- _EXERCISE DESCRIPTION_: The line containing "target: man in dark suit" and every line after it, through the last, are to be extracted exactly; no other lines belong in the answer.

[Records from a data collection]
________________
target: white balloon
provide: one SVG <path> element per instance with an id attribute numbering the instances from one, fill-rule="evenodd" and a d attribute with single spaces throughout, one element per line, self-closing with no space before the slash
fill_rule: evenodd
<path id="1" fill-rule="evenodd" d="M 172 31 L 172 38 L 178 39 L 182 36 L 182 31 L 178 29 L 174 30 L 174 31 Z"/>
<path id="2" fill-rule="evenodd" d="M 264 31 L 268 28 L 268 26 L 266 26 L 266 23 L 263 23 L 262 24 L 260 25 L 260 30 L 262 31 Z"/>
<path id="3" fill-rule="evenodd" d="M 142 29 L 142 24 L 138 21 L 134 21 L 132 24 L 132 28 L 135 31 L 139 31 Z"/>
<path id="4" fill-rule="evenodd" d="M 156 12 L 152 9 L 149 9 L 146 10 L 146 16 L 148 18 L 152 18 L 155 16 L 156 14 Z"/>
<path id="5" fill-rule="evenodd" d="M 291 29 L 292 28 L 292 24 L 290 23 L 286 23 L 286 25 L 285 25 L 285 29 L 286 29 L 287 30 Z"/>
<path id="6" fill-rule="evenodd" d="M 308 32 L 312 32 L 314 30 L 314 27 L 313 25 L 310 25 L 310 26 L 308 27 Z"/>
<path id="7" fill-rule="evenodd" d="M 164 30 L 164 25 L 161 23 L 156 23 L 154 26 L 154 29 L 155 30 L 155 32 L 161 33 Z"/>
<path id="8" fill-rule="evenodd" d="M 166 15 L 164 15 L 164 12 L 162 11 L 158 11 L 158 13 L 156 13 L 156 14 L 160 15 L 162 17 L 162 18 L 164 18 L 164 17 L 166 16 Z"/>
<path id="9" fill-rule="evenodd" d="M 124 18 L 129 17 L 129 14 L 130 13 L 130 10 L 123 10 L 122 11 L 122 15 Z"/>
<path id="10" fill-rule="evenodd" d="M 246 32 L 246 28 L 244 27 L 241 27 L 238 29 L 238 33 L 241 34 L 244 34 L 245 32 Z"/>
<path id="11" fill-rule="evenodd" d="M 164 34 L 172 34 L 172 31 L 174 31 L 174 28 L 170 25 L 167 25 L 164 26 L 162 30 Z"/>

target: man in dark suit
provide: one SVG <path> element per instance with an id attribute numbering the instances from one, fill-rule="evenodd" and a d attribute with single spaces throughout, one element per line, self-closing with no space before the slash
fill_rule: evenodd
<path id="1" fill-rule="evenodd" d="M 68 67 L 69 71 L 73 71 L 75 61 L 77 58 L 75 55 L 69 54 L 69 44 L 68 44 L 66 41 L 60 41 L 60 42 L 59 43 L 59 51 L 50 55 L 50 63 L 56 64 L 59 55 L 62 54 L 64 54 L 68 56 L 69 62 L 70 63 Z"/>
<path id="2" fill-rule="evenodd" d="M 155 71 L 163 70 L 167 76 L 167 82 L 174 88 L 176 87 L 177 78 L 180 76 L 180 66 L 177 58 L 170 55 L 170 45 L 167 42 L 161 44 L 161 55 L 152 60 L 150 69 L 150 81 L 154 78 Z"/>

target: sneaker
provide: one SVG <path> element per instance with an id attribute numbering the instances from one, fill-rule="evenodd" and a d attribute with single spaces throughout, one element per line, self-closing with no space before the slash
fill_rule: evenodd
________________
- _ANSWER TO THE EXERCISE_:
target: man in dark suit
provide: one SVG <path> element per instance with an id attribute numbering the instances from one, fill-rule="evenodd" and a d attribute with single spaces throughout, one element per line, self-closing with no space before the slash
fill_rule: evenodd
<path id="1" fill-rule="evenodd" d="M 68 67 L 69 71 L 73 71 L 75 61 L 77 58 L 75 55 L 69 54 L 69 44 L 68 44 L 66 41 L 60 41 L 60 42 L 59 43 L 59 51 L 50 55 L 50 63 L 56 64 L 59 55 L 62 54 L 64 54 L 68 56 L 69 62 L 70 63 Z"/>
<path id="2" fill-rule="evenodd" d="M 155 71 L 163 70 L 167 76 L 167 82 L 174 88 L 176 87 L 177 78 L 180 76 L 180 66 L 177 58 L 170 55 L 170 45 L 167 42 L 161 44 L 161 55 L 152 60 L 150 69 L 150 81 L 154 78 Z"/>

target: sneaker
provide: one SVG <path> element per instance with an id attribute numbering the instances from one, fill-rule="evenodd" and a d attribute with single spaces throughout, one element per line, self-closing with no space before the slash
fill_rule: evenodd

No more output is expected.